Testo da leggere:
________
Marx ha un’influenza importante in tutto questo:
•considera le idee non obiettivamente corrette in quanto frutto di circostanze sociali
•utilizza il termine prassi per descrivere azioni ispirate da tali considerazioni teoriche e per contraddistinguere una coscienza
rivoluzionaria
•concepisce una società a due classi (oppressi e oppressori)
•incita l’avvento del comunismo in cui l’uomo realizzerebbe la sua natura più profonda
La base economica della società
Marx individua i fattori economici definendoli come elementi determinanti della struttura sociale, del mutamento e della spiegazione
stessa della realtà. egli distingue tre aspetti dell’organizzazione sociale:
1.le forze materiali di produzione ossia i sistemi effettivi che l’individui utilizzano per produrre i loro mezzi di sussistenza
2.rapporti di produzione che derivano dalle forze di produzione e comprendono i rapporti e i diritti di proprietà
3.idee e le sovrastrutture legali e politiche/ forme di coscienza sociale corrispondenti ai primi due aspetti
Marx afferma che nel processo produttivo gli uomini entrano in rapporti di produzione e il loro insieme costituisce la struttura
economica della società. In altri termini la produzione rappresenta il fattore causale che determina l’organizzazione sociale.
________
Materiale fornito:

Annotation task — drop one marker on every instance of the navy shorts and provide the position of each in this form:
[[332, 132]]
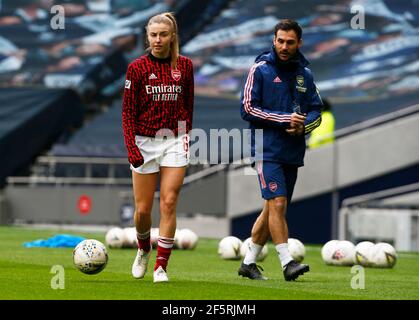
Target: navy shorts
[[276, 179]]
________
Consegna: Trascrivi il passo del testo su Marx che inizia con le parole "Marx ha un’influenza" e si ferma dopo "(oppressi e oppressori)", cambiando "prassi" in "pratica".

Soluzione:
Marx ha un’influenza importante in tutto questo:
•considera le idee non obiettivamente corrette in quanto frutto di circostanze sociali
•utilizza il termine pratica per descrivere azioni ispirate da tali considerazioni teoriche e per contraddistinguere una coscienza
rivoluzionaria
•concepisce una società a due classi (oppressi e oppressori)